Summarize the thread below about a kitchen subpanel in three sentences.

◆ **PROVIDED TEXT**:
+---+

# Sub Panel in kitchen



## David Henderson (Oct 18, 2010)

How far must panel be from the kitchen sink ?

Thank You in Advance.

David


----------



## pwood (Oct 18, 2010)

far enough to have the required working space!


----------



## jar546 (Oct 18, 2010)

No requirement for distance to a sink if the required working space is achieved.  There cannot be a counter in front of it.


----------



## Bryan Holland (Oct 18, 2010)

Keep in mind the NEC (110.26) has requirements for WORKING space and DEDICATED space for equipment.  People tend to be fixated on the working space requirement and forget that dedicated equipment space is also required and is for the most part even more restrictive than working space alone.

That being said, does anyone know of a code section / listing violation that would prohibit a panelboard from being installed face-down in a ceiling and/or face up on a countertop and/or floor?  Again, assuming all requirements of 110.26 have been met...


----------



## raider1 (Oct 18, 2010)

I agree with pwood and Jar, as long as the working space required in 110.26(A) is provided then the panel can be right next to the sink.

Chris


----------



## Pcinspector1 (Oct 18, 2010)

Don't multi-task and do the dishes while working on the panel box! Agree with the others, 110.26(A)

2003 IRC allowed plumbing below the electrical equipment, the 2006 does not allow plumbing below or above, something to check IRC2006 E3305.1

SEE CLEARANCES figure E335.1 footnotes.

pc1


----------



## Robert Ellenberg (Oct 18, 2010)

Bryan, Can you elaborate on dedicated equipment space?


----------



## chris kennedy (Oct 19, 2010)

Robert Ellenberg said:
			
		

> Bryan, Can you elaborate on dedicated equipment space?





> 110.26(F) Dedicated Equipment Space. All switchboards, panelboards, distribution boards, and motor control centers shall be located in dedicated spaces and protected from damage.Exception:  Control equipment that by its very nature or because of other rules of the Code must be adjacent to or within sight of its operating machinery shall be permitted in those locations.
> 
> (1) Indoor. Indoor installations shall comply with 110.26(F)(1)(a) through (F)(1)(d).

+---+

◆ **MATERIAL**:
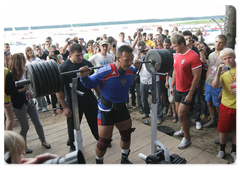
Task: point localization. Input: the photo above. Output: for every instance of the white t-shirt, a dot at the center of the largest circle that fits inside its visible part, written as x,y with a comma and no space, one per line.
101,60
135,51
119,44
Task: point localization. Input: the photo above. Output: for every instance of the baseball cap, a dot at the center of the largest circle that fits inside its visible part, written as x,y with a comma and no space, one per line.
103,42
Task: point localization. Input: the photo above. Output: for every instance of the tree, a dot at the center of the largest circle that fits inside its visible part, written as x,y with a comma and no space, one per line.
230,24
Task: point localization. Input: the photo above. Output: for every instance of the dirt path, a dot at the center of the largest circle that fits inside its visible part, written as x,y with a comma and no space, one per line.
202,139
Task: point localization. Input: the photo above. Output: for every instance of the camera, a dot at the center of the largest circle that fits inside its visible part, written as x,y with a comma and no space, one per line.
226,68
191,41
73,158
142,50
75,41
6,53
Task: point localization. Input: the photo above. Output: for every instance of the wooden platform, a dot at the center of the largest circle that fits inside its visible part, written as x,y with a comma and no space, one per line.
56,135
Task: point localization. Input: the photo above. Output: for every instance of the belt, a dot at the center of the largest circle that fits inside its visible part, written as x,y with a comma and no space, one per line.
112,105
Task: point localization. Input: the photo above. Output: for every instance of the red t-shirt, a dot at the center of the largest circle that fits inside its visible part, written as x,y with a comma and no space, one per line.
183,66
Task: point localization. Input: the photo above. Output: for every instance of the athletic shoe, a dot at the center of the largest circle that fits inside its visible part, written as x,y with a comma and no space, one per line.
44,109
54,113
125,161
179,133
184,143
198,125
221,154
164,110
234,156
211,123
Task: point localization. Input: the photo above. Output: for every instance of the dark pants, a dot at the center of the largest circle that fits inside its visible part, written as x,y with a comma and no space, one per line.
200,103
90,111
137,85
132,92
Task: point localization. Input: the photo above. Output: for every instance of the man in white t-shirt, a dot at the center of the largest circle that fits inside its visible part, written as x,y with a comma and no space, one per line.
102,58
122,41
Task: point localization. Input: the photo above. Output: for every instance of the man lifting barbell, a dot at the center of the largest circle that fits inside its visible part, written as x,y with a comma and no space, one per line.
87,103
114,80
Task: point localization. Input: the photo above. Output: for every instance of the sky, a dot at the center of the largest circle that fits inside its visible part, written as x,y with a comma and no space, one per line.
17,13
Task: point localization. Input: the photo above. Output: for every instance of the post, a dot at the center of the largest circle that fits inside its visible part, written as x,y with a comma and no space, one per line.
77,130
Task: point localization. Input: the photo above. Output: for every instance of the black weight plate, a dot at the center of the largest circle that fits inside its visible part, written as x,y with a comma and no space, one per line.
51,77
166,129
46,81
54,74
59,76
39,79
30,75
163,162
152,55
151,160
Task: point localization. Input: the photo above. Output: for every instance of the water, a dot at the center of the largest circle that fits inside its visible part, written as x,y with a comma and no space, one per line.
59,35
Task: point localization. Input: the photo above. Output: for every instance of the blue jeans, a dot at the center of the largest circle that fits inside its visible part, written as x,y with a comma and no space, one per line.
144,90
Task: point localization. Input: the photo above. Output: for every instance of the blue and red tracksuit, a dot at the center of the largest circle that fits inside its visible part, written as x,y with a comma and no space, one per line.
114,84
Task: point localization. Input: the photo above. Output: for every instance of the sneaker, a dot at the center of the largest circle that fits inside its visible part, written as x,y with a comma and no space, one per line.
159,122
44,109
234,156
198,125
169,114
184,143
211,123
125,161
179,133
221,154
99,161
164,110
54,113
145,116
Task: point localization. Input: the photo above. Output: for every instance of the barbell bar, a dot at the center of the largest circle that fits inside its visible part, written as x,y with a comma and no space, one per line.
44,78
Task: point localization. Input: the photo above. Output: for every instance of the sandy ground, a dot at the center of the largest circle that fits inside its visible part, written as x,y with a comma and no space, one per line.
202,139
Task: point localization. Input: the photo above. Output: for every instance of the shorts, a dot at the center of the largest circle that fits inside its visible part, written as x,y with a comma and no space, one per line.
162,86
211,94
171,98
180,97
227,119
6,104
112,117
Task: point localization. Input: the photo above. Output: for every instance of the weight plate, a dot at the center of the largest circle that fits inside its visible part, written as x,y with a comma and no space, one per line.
39,79
52,75
152,55
59,76
166,129
46,80
163,162
30,75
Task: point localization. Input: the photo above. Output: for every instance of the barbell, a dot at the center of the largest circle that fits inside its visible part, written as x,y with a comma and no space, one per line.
44,78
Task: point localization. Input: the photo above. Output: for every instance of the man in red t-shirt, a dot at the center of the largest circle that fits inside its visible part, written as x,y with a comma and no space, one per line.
186,76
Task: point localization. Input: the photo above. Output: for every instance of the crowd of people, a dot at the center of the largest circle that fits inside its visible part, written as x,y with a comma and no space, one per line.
201,84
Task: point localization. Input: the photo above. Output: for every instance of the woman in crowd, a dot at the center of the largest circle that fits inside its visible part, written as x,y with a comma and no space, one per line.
22,104
6,102
31,58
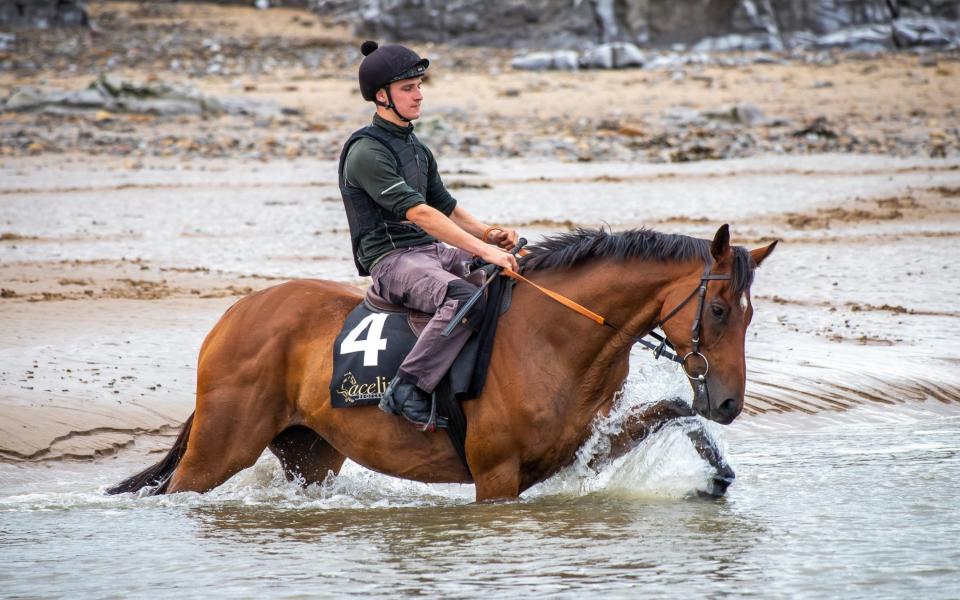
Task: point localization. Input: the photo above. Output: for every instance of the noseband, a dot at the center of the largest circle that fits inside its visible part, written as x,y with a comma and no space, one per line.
700,379
659,349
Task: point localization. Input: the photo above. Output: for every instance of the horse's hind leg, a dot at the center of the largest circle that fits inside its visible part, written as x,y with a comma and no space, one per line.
305,455
227,437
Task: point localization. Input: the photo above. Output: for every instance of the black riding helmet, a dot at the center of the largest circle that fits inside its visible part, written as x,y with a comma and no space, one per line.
382,65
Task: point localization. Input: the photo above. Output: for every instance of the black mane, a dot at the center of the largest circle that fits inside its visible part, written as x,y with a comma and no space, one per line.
564,250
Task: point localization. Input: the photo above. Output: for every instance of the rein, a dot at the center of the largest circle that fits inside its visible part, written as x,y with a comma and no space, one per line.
659,349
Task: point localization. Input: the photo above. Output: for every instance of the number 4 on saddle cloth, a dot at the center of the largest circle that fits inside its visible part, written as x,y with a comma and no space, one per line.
377,336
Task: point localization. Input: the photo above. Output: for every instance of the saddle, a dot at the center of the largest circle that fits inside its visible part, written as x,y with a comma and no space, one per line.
377,335
415,319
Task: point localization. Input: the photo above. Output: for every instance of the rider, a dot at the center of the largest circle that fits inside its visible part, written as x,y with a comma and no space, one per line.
407,231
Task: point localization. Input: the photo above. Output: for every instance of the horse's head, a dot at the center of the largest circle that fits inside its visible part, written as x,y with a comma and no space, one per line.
710,328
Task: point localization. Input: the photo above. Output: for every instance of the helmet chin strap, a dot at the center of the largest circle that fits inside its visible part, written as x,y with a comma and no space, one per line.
391,105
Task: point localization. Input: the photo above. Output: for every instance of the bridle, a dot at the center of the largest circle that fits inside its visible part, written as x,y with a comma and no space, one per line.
664,348
661,349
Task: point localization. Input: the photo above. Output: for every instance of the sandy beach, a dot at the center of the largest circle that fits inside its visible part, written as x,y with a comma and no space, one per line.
124,236
112,276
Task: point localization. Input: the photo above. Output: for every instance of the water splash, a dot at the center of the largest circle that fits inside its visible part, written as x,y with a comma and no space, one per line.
664,465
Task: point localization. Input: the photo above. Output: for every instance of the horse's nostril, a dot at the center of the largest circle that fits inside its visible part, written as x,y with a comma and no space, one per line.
728,407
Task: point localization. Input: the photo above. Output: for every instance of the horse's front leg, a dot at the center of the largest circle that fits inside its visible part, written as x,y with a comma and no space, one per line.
639,425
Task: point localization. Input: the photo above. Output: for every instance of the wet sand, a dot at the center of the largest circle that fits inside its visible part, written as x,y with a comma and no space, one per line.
124,237
112,275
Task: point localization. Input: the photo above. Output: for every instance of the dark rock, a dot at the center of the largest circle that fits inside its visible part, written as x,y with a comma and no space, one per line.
43,14
926,32
723,25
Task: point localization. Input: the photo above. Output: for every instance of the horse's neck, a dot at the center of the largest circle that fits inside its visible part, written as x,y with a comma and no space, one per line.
594,358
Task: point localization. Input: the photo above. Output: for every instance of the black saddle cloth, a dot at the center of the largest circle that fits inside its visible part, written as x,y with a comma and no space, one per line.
376,338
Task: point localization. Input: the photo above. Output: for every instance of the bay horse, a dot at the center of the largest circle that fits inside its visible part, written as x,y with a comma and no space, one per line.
263,374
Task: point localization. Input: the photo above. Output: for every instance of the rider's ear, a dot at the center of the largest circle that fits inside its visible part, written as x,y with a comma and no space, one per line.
760,254
720,246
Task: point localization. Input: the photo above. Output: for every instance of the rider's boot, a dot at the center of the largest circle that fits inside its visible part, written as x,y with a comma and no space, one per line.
413,404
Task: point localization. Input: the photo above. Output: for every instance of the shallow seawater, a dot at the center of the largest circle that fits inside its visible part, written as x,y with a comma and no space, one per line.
857,506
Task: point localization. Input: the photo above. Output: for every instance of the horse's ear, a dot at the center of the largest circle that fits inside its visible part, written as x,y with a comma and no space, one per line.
760,254
720,246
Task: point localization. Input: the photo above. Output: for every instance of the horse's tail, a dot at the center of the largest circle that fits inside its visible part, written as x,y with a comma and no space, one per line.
159,474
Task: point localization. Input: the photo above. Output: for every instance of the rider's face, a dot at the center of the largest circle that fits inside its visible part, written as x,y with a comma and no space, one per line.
407,96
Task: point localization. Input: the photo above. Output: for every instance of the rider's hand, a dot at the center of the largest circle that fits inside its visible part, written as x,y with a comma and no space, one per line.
499,257
505,238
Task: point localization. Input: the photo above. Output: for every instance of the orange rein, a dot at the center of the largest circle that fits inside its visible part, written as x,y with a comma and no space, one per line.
599,320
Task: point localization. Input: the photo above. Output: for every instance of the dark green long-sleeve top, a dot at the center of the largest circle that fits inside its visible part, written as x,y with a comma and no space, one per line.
371,166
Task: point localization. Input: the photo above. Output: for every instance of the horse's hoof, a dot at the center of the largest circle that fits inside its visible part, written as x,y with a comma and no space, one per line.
717,486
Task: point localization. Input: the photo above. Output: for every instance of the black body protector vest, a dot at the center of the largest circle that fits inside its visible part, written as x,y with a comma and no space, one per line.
363,214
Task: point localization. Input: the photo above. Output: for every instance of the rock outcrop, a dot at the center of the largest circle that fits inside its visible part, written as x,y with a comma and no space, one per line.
42,14
573,24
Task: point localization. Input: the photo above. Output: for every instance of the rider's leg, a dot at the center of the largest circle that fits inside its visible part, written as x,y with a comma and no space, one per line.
421,278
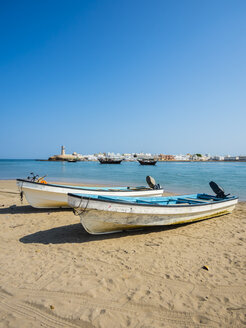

+---+

◆ **TASK SOLUTION**: A poster asks how far a panel must be from a kitchen sink, and several replies say there is no distance requirement as long as the working space required by NEC 110.26(A) is provided, so the panel can be right next to the sink, though there cannot be a counter in front of it. One reply adds that 110.26 also requires dedicated equipment space, which is for the most part even more restrictive than working space alone. Another reply notes that the 2003 IRC allowed plumbing below electrical equipment, while the 2006 IRC does not allow plumbing below or above it.